Retour en haut

Marie-Ève Drouin-Gagné : décoloniser la recherche et les institutions académiques

27 septembre 2024

Mise à jour : 27 septembre 2024

La série « Tour d’horizon en trois questions » met en valeur la recherche sous toutes ses formes et porte un regard éclairé sur l’actualité.

À l’occasion de la Journée nationale de la vérité et de la réconciliation (JNVR) observée le 30 septembre, la professeure Marie-Ève Drouin-Gagné revient sur l’importance de décoloniser les institutions universitaires et le milieu éducatif, notamment en donnant toute la place qui leur revient à l’éducation supérieure  autochtone et aux pédagogies autochtones.

Dédiée à ces questions entourant la décolonisation de la recherche, des institutions académiques et des espaces urbains, la professeure Drouin-Gagné est membre de l’Unité mixte de recherche INRS-UQAT en études autochtones.

Quelle est l’importance de souligner la Journée nationale de la vérité et la réconciliation pour les établissements de recherche ? Quel est le rôle des universités vis-à-vis de la réconciliation de manière générale ?
┄┄┄┄┄┄┄┄┄┄
=== Exercice 1 ===
Mettez à jour la liste ci-dessous en remplaçant partout « smartphone » par « mobile phone », sans rien changer d'autre. N'incluez pas les images dans votre réponse.
┄┄┄┄┄┄┄┄┄┄
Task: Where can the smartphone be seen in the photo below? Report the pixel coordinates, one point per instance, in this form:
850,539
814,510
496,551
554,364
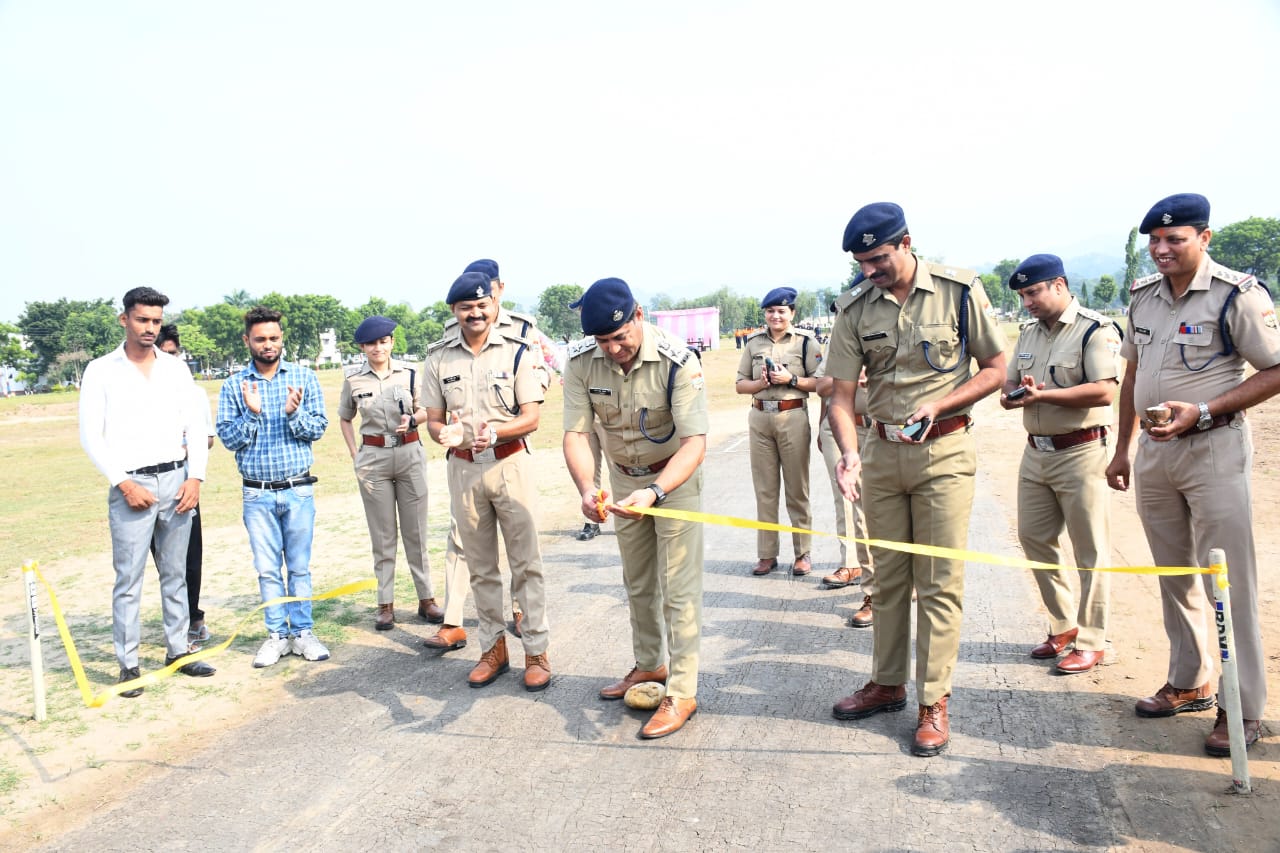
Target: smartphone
┄┄┄┄┄┄┄┄┄┄
=== Exercice 2 ===
Dans l'extrait sur la décolonisation de la recherche, à quelle occasion la professeure Drouin-Gagné revient-elle sur l'importance de décoloniser les institutions universitaires ? Répondez en une à trois phrases.

=== Réponse 1 ===
Task: Where can the mobile phone be seen in the photo below? Report the pixel coordinates, one point per instance, in this form:
850,539
814,510
496,551
554,364
Target: mobile phone

=== Réponse 2 ===
Elle y revient à l'occasion de la Journée nationale de la vérité et de la réconciliation (JNVR), observée le 30 septembre. Elle insiste notamment sur la place qui revient à l'éducation supérieure autochtone et aux pédagogies autochtones.